▸ Text shown
.....

The film is a police procedural with a difference: The hero is an ex-cop named Jung-ho (Kim Yoon-seok), now a pimp, and he is not a nice man. He is angered because a client of his call-girl service has been, he believes, kidnapping his girls and selling them. When another girl disappears, a phone number raises an alarm. He then sets out to track down the client -- who didn't give an address but arranged a street rendezvous.

What we know is that the client, Je Yeong-min (Ha Jung-woo), is a sadistic murderer. The girl, named Kim Mi-jin (Seo Young-hee), is driven in his car to an obscure address, which she is not intended to ever leave alive. It is a characteristic of South Korean films that they display the grisly details of violence without flinching; the rights to this film have been picked up by Warner Bros., and it's dead certain the violence and the shocking outcome itself will be greatly toned down. Let me simply note that Young-min's tools of choice are a hammer and a chisel, for reasons a police psychiatrist has much to say about.

The film's structure is relentless in maintaining suspense. We have reason to suspect the prostitute might still be alive, but dying. Both the pimp and the killer are arrested. A ludicrous attack on the mayor of Seoul becomes a media sensation and puts pressure on the cops to charge someone with something to change the headlines. The killer, a calm psychopath, claims nine murders, then 12, but changes his story and says he has no idea what he did with the bodies. He's released on lack of evidence.

.....

▸ Supplied entries

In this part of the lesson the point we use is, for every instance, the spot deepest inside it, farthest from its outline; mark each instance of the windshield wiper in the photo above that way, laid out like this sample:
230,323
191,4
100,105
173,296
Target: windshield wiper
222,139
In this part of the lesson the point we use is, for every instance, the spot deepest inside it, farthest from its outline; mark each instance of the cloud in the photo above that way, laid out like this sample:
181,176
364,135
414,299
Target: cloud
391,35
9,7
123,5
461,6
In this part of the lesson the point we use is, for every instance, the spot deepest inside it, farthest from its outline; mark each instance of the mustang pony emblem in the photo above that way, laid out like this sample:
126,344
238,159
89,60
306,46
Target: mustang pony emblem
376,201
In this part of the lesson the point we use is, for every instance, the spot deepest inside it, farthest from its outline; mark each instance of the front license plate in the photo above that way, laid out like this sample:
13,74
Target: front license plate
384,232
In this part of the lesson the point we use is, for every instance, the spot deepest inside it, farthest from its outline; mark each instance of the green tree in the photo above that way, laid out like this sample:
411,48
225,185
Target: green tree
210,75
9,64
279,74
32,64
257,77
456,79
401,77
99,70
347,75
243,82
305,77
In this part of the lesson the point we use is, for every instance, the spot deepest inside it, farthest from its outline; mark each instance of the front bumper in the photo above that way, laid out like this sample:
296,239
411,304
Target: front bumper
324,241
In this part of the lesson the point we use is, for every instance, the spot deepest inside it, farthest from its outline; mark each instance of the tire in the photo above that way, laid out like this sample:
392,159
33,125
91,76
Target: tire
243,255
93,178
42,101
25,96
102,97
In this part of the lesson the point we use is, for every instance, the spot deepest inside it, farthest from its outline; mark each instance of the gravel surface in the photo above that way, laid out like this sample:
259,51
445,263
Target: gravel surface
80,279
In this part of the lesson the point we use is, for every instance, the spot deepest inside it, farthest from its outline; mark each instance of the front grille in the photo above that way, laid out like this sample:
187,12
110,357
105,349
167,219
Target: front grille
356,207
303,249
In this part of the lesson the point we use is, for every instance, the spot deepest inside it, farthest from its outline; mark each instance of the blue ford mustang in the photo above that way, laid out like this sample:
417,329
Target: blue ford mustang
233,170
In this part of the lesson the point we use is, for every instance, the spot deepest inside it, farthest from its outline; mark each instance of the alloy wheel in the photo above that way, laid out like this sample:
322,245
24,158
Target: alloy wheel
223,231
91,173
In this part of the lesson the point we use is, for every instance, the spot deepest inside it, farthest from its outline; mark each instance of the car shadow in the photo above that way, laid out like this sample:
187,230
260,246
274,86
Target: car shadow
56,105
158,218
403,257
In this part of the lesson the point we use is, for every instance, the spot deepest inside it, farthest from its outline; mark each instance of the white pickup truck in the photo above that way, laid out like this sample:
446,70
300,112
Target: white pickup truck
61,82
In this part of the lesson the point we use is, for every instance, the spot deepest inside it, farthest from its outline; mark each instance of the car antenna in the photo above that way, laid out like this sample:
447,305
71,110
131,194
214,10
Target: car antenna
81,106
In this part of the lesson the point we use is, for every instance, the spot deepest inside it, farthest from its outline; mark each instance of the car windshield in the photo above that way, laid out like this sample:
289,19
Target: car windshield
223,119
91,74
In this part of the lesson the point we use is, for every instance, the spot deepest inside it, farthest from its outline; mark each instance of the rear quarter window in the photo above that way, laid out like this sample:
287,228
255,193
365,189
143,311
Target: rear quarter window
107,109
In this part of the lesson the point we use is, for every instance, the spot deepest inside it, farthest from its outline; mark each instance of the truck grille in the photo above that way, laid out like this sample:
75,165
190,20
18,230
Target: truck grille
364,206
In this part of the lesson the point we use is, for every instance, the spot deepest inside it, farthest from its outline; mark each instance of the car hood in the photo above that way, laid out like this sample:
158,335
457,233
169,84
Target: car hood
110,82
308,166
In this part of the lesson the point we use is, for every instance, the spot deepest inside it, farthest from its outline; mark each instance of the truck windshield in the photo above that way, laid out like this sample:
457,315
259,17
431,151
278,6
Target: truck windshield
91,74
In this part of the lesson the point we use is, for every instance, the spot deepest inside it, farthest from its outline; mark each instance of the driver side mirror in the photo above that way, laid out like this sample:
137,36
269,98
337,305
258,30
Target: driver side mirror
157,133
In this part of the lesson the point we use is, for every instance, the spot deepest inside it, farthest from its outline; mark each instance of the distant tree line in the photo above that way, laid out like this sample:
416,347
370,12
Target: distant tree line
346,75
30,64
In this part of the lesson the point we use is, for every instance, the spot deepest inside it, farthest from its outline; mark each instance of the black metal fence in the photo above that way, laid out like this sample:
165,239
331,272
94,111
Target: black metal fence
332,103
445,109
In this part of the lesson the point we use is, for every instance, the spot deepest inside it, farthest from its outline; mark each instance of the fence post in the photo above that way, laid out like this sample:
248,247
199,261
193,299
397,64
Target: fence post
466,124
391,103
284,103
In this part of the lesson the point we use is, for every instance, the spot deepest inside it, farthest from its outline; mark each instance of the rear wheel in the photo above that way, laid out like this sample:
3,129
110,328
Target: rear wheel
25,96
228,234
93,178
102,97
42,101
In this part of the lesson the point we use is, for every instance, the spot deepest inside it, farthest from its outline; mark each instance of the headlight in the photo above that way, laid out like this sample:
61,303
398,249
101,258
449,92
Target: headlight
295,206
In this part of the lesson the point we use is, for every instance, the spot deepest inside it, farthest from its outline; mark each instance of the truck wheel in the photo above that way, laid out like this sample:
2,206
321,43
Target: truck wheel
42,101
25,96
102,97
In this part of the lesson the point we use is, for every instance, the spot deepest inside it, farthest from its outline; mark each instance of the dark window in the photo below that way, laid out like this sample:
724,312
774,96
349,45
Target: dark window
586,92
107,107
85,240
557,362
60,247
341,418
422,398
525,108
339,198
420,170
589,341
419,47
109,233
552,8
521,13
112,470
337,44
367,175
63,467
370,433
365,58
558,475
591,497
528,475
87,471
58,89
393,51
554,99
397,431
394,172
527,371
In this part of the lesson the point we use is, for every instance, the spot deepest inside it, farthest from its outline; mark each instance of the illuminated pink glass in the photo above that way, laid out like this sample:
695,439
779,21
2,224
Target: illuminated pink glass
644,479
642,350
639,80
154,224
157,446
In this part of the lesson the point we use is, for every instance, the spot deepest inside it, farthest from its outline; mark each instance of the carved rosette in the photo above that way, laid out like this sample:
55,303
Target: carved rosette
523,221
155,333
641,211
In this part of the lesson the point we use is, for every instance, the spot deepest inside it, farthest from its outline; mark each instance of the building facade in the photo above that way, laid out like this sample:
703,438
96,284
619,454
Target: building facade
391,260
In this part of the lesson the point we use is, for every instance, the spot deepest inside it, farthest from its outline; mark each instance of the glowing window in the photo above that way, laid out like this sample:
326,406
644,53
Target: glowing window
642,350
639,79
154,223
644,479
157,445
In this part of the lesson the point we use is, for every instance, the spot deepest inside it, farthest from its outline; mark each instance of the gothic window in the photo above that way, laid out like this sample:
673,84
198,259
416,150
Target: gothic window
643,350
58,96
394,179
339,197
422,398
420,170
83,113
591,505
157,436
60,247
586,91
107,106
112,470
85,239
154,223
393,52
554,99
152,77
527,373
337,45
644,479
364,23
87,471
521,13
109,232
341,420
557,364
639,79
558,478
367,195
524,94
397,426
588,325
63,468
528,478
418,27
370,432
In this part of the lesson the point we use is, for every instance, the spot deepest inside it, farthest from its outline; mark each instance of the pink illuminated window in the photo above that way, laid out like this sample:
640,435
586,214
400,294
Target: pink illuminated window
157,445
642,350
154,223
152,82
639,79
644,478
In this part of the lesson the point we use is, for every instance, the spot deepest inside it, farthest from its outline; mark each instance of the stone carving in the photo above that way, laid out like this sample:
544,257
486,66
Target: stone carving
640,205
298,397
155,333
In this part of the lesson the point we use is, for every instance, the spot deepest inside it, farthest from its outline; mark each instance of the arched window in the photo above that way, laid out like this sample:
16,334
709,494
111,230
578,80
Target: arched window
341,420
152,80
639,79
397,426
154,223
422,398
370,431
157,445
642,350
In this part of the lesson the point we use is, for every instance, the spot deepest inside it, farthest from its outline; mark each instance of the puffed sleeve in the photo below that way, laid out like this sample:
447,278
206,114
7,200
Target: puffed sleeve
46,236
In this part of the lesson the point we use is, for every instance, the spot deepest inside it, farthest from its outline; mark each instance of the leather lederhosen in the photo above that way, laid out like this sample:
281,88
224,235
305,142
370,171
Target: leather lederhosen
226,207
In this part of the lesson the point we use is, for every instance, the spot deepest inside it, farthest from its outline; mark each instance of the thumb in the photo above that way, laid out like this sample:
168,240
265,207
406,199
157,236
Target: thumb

.....

▸ Instruction 1
Output the entries verbatim, starting at the beginning of the entries and ending with the line that contains "Target: windshield wiper", with that line included.
▸ Instruction 2
Write the next part of the film review, continuing on from its last sentence.

▸ Right answer 1
In this part of the lesson the point we use is, for every instance, the spot deepest inside it, farthest from its outline; mark each instance of the windshield wiper in the photo above that way, laid out like this sample:
230,323
191,4
100,105
173,296
Target: windshield wiper

▸ Right answer 2
The story is an exercise in audience manipulation, especially with the corruption and incompetence of the police. The director, Na Hong-jin, knows exactly what he's doing. Like Hitchcock, he gives the audience precisely enough information to be frustrated. It is obvious to us what the characters should be doing, but there are excellent reasons why it isn't obvious to them. If you can contrive that in a screenplay, you have already surpassed the level of the usual modern thriller.

Another strength of the film is in its attention to characters. The killer is seen as a mental dead zone, a man without a conscience to whom good and evil are equally meaningless. The pimp begins as a merchant of sex, goes looking for Young-min for simple mercenary reasons and gradually expands his concerns in response to the presence of the call girl's young daughter. The daughter follows the rule that instructs us that all children in movies, when told to stay put, quickly wander away into danger. Well, can we blame the director? How interesting would it be if she obediently stayed put?

What I responded to was the street-level reality. There are no supermen and no sensational stunts. When the actors run, we see that they are running. These shots extend in time and are not constructed after baffling editing. The spatial realities of the chases are respected; we begin to learn our way around the neighborhood. The cops are not stock characters but just your average officers. No one in "The Chaser" seems to be on autopilot.

When I see a film like this, it reminds me of what we're missing. So many recent movies are all smoke and mirrors. A thriller is opening soon in which the star cannot be clearly seen to complete any physical act in an action sequence. We might as well be reading a comic strip, where our minds are expected to fill in the movement between the frames. You sit there and "The Chaser" unfolds, and the director knows what he wants and how to do it without insulting us. In addition to remaking this movie, Hollywood should study it.

Roger Ebert

Roger Ebert was the film critic of the Chicago Sun-Times from 1967 until his death in 2013. In 1975, he won the Pulitzer Prize for distinguished criticism.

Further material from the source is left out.